WRITTEN EXERCISE: Convert each line of the entries below into one string in a JSON list, leaving out any blank lines.
——
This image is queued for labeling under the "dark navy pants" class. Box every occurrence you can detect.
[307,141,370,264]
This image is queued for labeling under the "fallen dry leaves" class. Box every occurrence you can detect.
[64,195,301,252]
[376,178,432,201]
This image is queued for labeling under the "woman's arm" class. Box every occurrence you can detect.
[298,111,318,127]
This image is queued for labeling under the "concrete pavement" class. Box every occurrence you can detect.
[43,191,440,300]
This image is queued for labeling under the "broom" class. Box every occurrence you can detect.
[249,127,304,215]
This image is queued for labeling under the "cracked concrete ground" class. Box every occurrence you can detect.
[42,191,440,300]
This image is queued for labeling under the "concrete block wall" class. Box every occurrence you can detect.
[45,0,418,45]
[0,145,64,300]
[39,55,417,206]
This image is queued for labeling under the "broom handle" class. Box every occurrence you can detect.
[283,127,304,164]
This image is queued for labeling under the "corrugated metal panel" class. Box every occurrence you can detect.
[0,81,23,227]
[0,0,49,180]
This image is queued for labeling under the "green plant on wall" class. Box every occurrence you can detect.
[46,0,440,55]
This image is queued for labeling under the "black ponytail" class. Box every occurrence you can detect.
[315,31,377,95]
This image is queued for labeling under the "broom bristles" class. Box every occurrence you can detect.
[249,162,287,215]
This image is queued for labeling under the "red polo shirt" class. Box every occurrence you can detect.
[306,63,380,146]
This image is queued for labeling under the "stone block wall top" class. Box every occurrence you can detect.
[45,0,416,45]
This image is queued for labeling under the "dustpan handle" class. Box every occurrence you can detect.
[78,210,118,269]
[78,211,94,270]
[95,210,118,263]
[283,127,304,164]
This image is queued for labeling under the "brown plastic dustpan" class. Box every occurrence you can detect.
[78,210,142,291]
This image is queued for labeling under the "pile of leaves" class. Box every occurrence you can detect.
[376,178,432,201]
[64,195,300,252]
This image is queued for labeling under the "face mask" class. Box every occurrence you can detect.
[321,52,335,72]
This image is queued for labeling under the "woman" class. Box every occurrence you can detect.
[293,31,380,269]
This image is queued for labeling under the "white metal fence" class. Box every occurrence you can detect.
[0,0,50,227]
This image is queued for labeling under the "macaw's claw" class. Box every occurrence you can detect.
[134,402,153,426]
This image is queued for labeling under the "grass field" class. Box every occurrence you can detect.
——
TASK ANSWER:
[
  "This image is queued for labeling under the \"dark navy pants\" class. Box every occurrence you can detect.",
  "[307,141,370,264]",
  "This image is queued for labeling under the \"fallen dry leaves\" class. Box every occurrence you can detect.",
  "[64,195,301,252]",
  "[376,178,432,201]",
  "This image is queued for labeling under the \"woman's arm\" class. Box every occurrence you can detect.",
  "[298,111,318,127]",
  "This image is queued for labeling under the \"concrete pavement\" class. Box every occurrence you can detect.",
  "[43,191,440,300]",
  "This image is queued for labeling under the \"broom\" class. Box every occurrence you can detect.",
  "[249,127,304,215]",
  "This image is queued for labeling under the \"cracked concrete ground\" class. Box every occurrence you can detect.",
  "[42,191,440,300]",
  "This image is queued for labeling under the \"concrete block wall\" class. Box every occurrence you can detect.",
  "[45,0,418,45]",
  "[0,145,64,300]",
  "[39,55,417,206]",
  "This image is queued for labeling under the \"broom handle\" class. Box every occurrence you can detect.",
  "[283,127,304,164]",
  "This image is queued for labeling under the \"corrugated metal panel\" class. Box every occurrence you can detect.",
  "[0,81,23,227]",
  "[0,0,49,180]",
  "This image is queued for labeling under the \"green plant on wall\" class. Box every occurrence you can detect.",
  "[46,0,440,55]",
  "This image is queued for labeling under the \"black ponytail\" class. Box every occurrence you can detect.",
  "[315,31,377,95]",
  "This image is queued for labeling under the \"broom bristles\" class. Box every occurrence you can detect.",
  "[249,162,287,215]",
  "This image is queued for labeling under the \"red polo shirt\" class. Box every occurrence you can detect.",
  "[306,63,380,146]",
  "This image is queued for labeling under the \"stone block wall top\" class. Box every occurrence you can detect.",
  "[45,0,416,45]",
  "This image is queued for labeling under the \"dustpan handle\" class. Box every occurrence you can detect.",
  "[78,210,118,269]",
  "[78,211,94,270]",
  "[95,210,118,263]",
  "[283,127,304,164]",
  "This image is queued for labeling under the \"brown plastic dustpan\" class. Box every occurrence you can detect.",
  "[78,210,142,291]",
  "This image is queued for labeling under the \"pile of leaves\" class. Box every occurrence you can detect.",
  "[376,178,432,201]",
  "[64,195,300,252]",
  "This image is queued for labeling under the \"face mask\" class. Box every occurrence you can detect.",
  "[321,52,335,72]",
  "This image is queued for labeling under the \"woman\" class. Box every occurrence you can detect.",
  "[293,31,380,269]",
  "This image is queued for labeling under the \"white metal fence\" class. Box every occurrence you can detect.",
  "[0,0,50,227]",
  "This image is queued for labeling under the \"macaw's claw\" class. Box every occurrence you can detect.",
  "[134,402,153,426]",
  "This image is queued for labeling under the \"grass field\" class. Box every occurrence you can detect."
]